Activity 1: Translate this sentence from the article on UNC at the 2014 AEJMC convention into Spanish: "The Carolina contingent presented more than 35 authored or co-authored papers or research posters, received honors, and served as moderators, discussants and panelists for nearly 50 different panels."
Activity 2: In the article on UNC at the 2014 AEJMC convention, which award did Daniel Riffe receive?
Activity 3: Carry on the article about UNC at the 2014 AEJMC convention from the point where it stops.

:: Study text ::

UNC at AEJMC 2014 in Montréal

Twelve faculty members, 14 graduate students, one staff member and nearly 40 alumni represented the UNC Hussman School of Journalism and Media at the 2014 Association for Education in Journalism and Mass Communication (AEJMC) convention in Montréal Aug. 6-9.

The Carolina contingent presented more than 35 authored or co-authored papers or research posters, received honors, and served as moderators, discussants and panelists for nearly 50 different panels.

Among Carolina’s activities at AEJMC 2014 are: 

  • Daniel Riffe, Richard Cole Eminent Professor, received the Eleanor Blum Distinguished Service to Research Award, which recognizes a person who has devoted a substantial part of his or her career to promoting research in mass communication.

:::
:: Provided information ::

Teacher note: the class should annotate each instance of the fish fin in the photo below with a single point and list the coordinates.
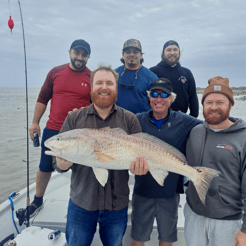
(101, 175)
(48, 152)
(203, 179)
(159, 176)
(156, 140)
(103, 157)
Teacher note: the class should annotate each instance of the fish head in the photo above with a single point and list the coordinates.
(71, 145)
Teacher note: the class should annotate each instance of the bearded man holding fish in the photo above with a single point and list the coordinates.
(219, 143)
(150, 200)
(97, 195)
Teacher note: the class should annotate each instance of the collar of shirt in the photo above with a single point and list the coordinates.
(92, 110)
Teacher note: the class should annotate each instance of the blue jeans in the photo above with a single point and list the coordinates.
(81, 226)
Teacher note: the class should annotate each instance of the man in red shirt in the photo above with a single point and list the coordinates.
(68, 87)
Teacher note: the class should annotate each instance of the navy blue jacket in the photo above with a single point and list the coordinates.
(174, 131)
(183, 85)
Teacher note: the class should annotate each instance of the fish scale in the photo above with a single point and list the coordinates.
(106, 148)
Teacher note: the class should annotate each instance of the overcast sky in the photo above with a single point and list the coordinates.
(211, 35)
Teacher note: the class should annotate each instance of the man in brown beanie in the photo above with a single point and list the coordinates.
(218, 143)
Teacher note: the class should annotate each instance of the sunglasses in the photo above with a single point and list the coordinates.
(155, 94)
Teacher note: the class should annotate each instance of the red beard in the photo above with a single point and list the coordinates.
(103, 102)
(215, 120)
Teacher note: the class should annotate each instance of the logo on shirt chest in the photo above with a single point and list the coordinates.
(182, 79)
(224, 146)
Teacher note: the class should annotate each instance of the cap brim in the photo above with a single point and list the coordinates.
(130, 48)
(80, 47)
(161, 88)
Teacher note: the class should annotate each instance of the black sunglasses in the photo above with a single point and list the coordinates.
(155, 94)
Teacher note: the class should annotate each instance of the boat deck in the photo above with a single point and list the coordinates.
(53, 215)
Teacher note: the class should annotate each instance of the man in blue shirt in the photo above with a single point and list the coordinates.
(134, 79)
(150, 200)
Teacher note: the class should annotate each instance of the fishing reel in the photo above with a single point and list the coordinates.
(21, 215)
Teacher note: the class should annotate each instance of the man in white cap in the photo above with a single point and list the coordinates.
(219, 143)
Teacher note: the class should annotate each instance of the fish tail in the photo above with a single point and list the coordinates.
(203, 179)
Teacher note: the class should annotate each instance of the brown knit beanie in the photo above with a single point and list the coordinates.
(219, 85)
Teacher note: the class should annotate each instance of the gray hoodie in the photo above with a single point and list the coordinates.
(225, 151)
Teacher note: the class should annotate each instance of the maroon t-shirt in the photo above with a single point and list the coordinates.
(67, 89)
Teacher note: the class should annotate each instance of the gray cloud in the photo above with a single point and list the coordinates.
(211, 34)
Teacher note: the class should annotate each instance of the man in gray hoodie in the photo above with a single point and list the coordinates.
(218, 143)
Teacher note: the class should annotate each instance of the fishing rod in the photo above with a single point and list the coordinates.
(11, 25)
(27, 125)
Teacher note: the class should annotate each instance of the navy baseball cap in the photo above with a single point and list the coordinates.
(80, 43)
(170, 42)
(132, 43)
(162, 84)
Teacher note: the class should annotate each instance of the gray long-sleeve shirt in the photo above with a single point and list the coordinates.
(86, 192)
(225, 151)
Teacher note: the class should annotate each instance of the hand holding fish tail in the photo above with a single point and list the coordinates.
(63, 164)
(139, 166)
(34, 128)
(240, 239)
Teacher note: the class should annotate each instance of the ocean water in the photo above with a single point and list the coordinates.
(13, 143)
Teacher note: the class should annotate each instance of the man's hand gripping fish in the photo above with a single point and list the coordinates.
(108, 148)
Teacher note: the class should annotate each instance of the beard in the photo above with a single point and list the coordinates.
(78, 67)
(216, 120)
(170, 63)
(103, 102)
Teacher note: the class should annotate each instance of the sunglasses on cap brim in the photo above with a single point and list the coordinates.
(155, 94)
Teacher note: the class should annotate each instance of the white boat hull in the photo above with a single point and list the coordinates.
(50, 217)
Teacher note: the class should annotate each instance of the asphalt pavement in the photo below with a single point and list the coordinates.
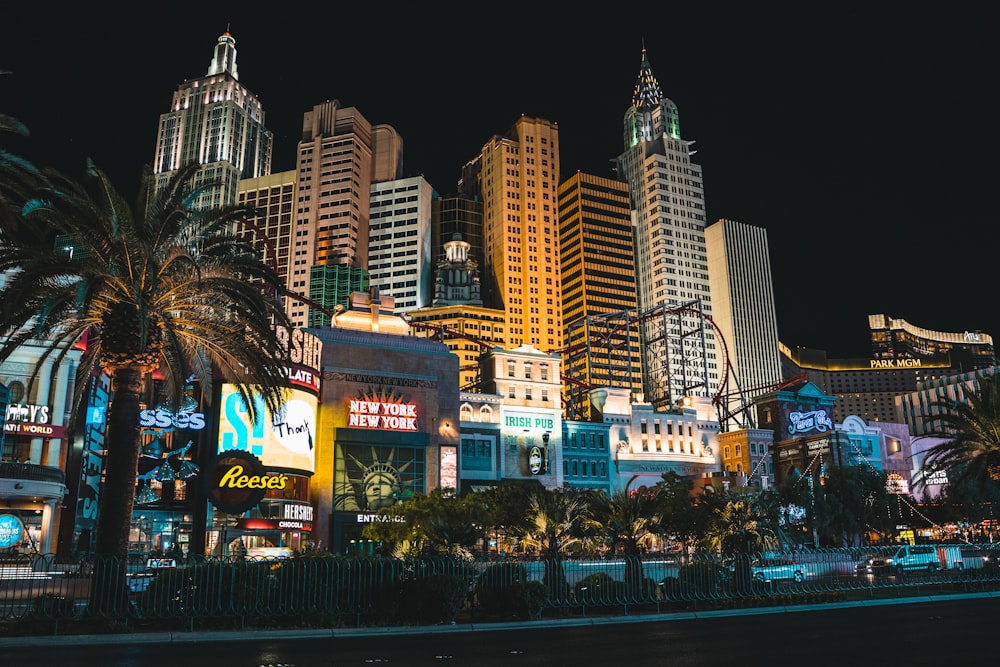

:::

Final answer 1: El contingente de Carolina presentó más de 35 ponencias o pósteres de investigación de autoría propia o en coautoría, recibió distinciones y participó como moderadores, comentaristas y panelistas en casi 50 paneles diferentes.

Final answer 2: The Eleanor Blum Distinguished Service to Research Award.

Final answer 3:
  • Scott Parrott, a 2013 doctoral graduate and an assistant professor at the University of Alabama, was honored with the Nafziger-White-Salwen Dissertation Award for the best dissertation in the field of mass communication research for his dissertation “An examination of the use of disparagement humor in online TV comedy clips and the role of audience reaction in its effects.” The win marks the third consecutive time a UNC doctoral alum has won the award. A UNC doctoral graduate has won the award eight times all-time.
  • Professors Barbara Friedman and Anne Johnston received the Donna Allen Award for Feminist Advocacy for The Irina Project, which they co-direct, and its advocacy for the responsible and accurate reporting of sex trafficking.
  • Stacey J.T. Hust, a 2005 doctoral alumna and an associate professor at Washington State University, received the Mary Ann Yodelis Smith Award for Feminist Scholarship along with Kathleen Boyce Rodgers, an associate professor in the Washington State Department of Human Development.
  • Doctoral student Meghan Sobel won second place in the James W. Markham Student Paper Competition for her paper “The Case of Female Genital Cutting: Newspaper Coverage in Ghana, The Gambia, Kenya and the United States.”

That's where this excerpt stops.